■ **DESCRIPTION OF THE TASK**
Only the lines holding "each" are wanted. Copy every one from the records below.
Start of PROVIDED DATA
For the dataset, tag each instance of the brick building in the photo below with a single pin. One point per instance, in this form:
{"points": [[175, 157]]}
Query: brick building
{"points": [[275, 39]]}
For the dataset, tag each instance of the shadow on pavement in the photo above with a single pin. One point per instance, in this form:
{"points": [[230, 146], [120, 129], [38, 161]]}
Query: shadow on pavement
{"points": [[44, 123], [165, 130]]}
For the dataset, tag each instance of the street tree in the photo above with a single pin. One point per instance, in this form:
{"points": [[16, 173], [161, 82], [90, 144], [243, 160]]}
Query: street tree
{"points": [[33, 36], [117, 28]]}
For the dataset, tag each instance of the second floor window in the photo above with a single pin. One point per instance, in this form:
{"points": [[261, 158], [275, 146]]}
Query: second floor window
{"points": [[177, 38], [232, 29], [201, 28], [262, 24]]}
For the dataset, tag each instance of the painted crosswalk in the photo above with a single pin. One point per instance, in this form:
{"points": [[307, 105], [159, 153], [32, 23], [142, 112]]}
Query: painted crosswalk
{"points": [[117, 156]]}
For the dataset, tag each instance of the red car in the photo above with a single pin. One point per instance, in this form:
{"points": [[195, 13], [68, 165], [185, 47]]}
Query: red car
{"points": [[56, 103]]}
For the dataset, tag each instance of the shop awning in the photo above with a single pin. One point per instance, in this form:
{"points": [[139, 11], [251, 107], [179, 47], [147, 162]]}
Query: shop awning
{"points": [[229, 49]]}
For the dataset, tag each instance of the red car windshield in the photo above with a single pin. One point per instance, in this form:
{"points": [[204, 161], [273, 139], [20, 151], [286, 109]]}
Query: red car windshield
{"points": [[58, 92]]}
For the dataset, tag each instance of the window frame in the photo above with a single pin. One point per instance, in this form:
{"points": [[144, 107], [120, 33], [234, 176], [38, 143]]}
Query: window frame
End of PROVIDED DATA
■ **ANSWER SPACE**
For the dataset, tag each instance of the brick building in the photo below with a single pin. One point per instance, in this form:
For the dataset, tag each instance of the shadow on pavement in the photo above with a single pin. One point per instance, in this form:
For the dataset, tag each instance of the street tree in the photo above with a single pin. One point per instance, in this form:
For the dataset, tag each instance of the second floor window in the photo above with a single pin. One point per instance, in this form:
For the dataset, tag each instance of the painted crosswalk in the photo above with a single pin. One point per instance, in this form:
For the dataset, tag each instance of the red car in the photo above with a single pin. One point per instance, in this form:
For the dataset, tag each instance of the shop awning in the photo above with a single pin. One point per instance, in this form:
For the dataset, tag each instance of the red car windshield in the photo above with a single pin. One point per instance, in this form:
For the dataset, tag each instance of the window frame in the photo above with a single pin. One point per instance, in this form:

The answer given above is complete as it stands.